__DIRECTIONS__
Every line of the data, first to last, must be written out unchanged.

++++ RECORDS FOR THE EXERCISE

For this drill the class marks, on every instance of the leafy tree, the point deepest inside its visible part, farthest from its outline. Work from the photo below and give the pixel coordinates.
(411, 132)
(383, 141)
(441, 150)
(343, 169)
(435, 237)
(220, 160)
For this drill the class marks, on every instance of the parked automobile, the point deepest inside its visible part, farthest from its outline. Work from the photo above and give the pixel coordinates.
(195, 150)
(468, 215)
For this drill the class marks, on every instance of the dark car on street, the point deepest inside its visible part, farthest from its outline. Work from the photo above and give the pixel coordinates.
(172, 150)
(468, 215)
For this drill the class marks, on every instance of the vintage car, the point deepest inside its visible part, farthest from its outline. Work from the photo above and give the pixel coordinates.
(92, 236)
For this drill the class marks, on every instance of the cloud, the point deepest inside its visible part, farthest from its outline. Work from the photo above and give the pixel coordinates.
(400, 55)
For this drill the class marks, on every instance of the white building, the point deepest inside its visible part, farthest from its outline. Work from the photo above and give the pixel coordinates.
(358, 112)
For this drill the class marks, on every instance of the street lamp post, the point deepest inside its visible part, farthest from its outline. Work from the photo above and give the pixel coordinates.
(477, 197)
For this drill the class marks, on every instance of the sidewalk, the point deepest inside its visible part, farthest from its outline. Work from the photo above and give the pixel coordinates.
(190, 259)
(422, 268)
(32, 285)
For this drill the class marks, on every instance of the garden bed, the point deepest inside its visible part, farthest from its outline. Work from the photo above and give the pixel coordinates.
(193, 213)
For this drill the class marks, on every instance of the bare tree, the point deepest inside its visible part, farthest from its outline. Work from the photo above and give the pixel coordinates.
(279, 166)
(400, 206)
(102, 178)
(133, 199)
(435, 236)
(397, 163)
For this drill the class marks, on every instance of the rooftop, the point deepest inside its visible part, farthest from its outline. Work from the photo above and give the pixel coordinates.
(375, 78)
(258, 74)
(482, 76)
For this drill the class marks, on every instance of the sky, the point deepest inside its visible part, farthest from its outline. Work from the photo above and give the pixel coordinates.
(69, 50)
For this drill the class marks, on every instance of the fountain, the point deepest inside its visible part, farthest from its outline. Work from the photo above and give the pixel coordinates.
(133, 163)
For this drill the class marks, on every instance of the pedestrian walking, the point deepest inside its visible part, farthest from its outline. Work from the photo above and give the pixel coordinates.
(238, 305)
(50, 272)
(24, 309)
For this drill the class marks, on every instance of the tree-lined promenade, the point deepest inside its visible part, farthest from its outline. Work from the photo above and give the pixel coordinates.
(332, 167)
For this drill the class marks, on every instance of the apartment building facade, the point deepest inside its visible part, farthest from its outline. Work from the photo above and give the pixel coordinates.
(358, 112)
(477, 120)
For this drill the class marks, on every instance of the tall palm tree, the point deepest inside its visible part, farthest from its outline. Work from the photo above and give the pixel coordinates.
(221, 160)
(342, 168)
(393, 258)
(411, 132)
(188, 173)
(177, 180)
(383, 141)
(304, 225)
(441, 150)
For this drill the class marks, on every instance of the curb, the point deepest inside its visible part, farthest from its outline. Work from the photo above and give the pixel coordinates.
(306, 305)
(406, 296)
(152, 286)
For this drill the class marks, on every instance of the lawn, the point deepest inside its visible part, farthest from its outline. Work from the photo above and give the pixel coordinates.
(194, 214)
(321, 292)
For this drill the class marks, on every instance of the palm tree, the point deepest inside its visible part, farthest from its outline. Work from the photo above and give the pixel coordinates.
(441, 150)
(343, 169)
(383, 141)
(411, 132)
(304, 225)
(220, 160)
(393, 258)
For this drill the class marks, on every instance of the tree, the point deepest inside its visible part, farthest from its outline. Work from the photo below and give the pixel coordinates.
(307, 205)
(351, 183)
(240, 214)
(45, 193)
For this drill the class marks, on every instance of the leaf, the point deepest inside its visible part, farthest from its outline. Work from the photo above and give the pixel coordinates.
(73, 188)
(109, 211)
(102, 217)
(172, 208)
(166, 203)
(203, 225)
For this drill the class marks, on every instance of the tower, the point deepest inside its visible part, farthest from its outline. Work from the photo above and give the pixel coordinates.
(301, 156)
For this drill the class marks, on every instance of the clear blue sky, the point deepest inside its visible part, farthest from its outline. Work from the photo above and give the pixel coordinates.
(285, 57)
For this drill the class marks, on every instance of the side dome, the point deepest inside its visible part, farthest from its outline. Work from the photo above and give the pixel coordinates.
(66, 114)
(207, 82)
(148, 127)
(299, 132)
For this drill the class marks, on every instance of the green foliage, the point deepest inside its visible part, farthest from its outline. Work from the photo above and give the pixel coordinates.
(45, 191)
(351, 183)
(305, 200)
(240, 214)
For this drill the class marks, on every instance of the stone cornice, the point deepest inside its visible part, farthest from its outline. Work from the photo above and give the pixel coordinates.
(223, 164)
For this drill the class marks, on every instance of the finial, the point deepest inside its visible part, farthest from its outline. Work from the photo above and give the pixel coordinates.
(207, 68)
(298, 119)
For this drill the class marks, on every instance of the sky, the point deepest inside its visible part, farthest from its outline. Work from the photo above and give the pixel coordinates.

++++++++

__SOLUTION FOR THIS TASK__
For this drill the class marks, on every instance of the leafy tree, the point deepest inside its visible part, farthest from its outline. Work from the photo below and give the pixel coordinates.
(411, 132)
(383, 141)
(441, 150)
(343, 169)
(435, 237)
(220, 160)
For this drill the class marks, on every instance of the parked automobile, the point deepest inside its visible part, farthest from its outline. Work from the photo above and give the pixel coordinates.
(195, 150)
(468, 215)
For this drill the class marks, on every instance of the dark car on street, the point deepest inside its visible part, farthest from its outline. Work from the photo above and give the pixel coordinates.
(172, 150)
(468, 215)
For this drill the class marks, on every instance of the vintage car, the point deepest inside its visible part, farthest from its outline. Work from the photo above and give the pixel coordinates.
(92, 236)
For this drill the class marks, on every instance of the cloud, the point deepest inside its visible part, farthest from its outline. Work from the photo above and give the pixel coordinates.
(400, 55)
For this drill the class marks, on every instance of the white building, the point deepest inside its visible part, farthest from its outline. Work from the photo above and give the pixel coordinates.
(358, 112)
For this drill the class marks, on every instance of the street lamp post, the point deepest inside its visible part, farthest from its outline. Work from the photo above and give the pixel coordinates.
(477, 197)
For this drill the class marks, on every instance of the sidewalk, the point deepest inside its visible part, farthest from its outline. Work from the photo above and give the pixel coordinates.
(190, 259)
(422, 268)
(32, 285)
For this drill the class marks, on every instance of the garden bed, the point deepest inside its visible part, farthest from its outline. Work from the photo above and give the pixel coordinates.
(193, 213)
For this drill the class marks, on every instance of the bare tree, the point deepest inside its visible part, farthest from its outline. Work from the photo above and give the pixel coordinates.
(279, 166)
(400, 206)
(102, 178)
(133, 199)
(435, 236)
(397, 163)
For this drill the class marks, on every instance of the rooftop, the point deepest inside its visible part, farthest from its outline. Work from the photo above and give the pixel coordinates.
(375, 78)
(258, 74)
(482, 76)
For this drill the class marks, on every instance of the sky, the point deepest inside its visible part, farthest from its outline. Work from the photo above and give the pixel coordinates.
(69, 50)
For this drill the class marks, on every instance of the fountain, the point deepest inside its visible part, farthest from its outline. Work from the photo above and give the pixel coordinates.
(133, 163)
For this drill the class marks, on every instance of the pedestrian walking, the point deepest inside its visible part, farthest from its outline. Work from the photo above and give the pixel coordinates.
(238, 305)
(50, 272)
(24, 309)
For this drill the class marks, on every instance of the tree-lined promenade, the point deepest inside its visible part, farthest from its outline. Work from the photo above and give the pixel coordinates.
(332, 167)
For this drill the class marks, on every instance of the apartment building facade, the point deepest inside its visible part, farthest from its outline. Work from the photo above and give the pixel coordinates.
(358, 112)
(477, 120)
For this drill the class marks, on every instance of the tall palm tree, the point deepest inside its visible part, farthest from its outline. Work from the photo above and give the pixel coordinates.
(221, 160)
(342, 168)
(393, 258)
(411, 132)
(188, 173)
(177, 180)
(383, 141)
(304, 225)
(441, 150)
For this drill the class marks, on every instance of the curb, the point deepest inside its visible part, farthest from its outline. Work from the photo above and give the pixel coordinates.
(306, 305)
(406, 296)
(152, 286)
For this drill the class marks, on every instance of the lawn, the point deepest inside its visible part, farthest from its outline. Work from the photo above and give the pixel coordinates.
(194, 214)
(321, 292)
For this drill the class marks, on every instance of the palm tree, the point deepest inside its visible part, farthest from its outline. Work from the photo above and give the pixel coordinates.
(441, 150)
(343, 169)
(383, 141)
(411, 132)
(304, 225)
(220, 160)
(393, 258)
For this drill the class marks, on every instance of the tree, the point deepest inside its visible part, farthest from its outline. Work from the photo below and give the pixel coordinates.
(307, 205)
(351, 183)
(240, 214)
(45, 193)
For this drill the class marks, on every instance of the leaf, the point deepest inside its visible part, farthest from its outline. Work from the photo above and give the pixel coordinates.
(73, 188)
(109, 211)
(102, 217)
(172, 208)
(166, 203)
(203, 225)
For this drill the class marks, on every instance of the tower, the point deepest inside its visible part, farthest from its outline. Work from the photo above and give the pixel coordinates.
(301, 156)
For this drill the class marks, on every instance of the clear blue sky, the point deepest inside its visible part, farthest from its outline. Work from the photo above and give the pixel coordinates.
(285, 57)
For this drill the class marks, on every instance of the side dome, the point deepest inside its visible part, farthest from its outline. Work from the photo above and give the pixel coordinates.
(66, 114)
(207, 82)
(148, 127)
(299, 132)
For this drill the class marks, on every instance of the green foliage, the point deepest inside its visible part, farthest from its outline. Work from the photo above and give the pixel coordinates.
(45, 191)
(351, 183)
(305, 200)
(240, 214)
For this drill the class marks, on every instance of the stone cornice, the point deepest inside its visible part, farthest from its outline. Work from the photo above and give the pixel coordinates.
(223, 164)
For this drill the class marks, on every instance of the finial, the point deepest inside its visible part, farthest from its outline. Work from the photo above and give the pixel coordinates.
(207, 68)
(298, 119)
For this drill the class marks, on every instance of the sky, the point deepest inside its visible part, farthest from its outline. Work from the photo above and give the pixel coordinates.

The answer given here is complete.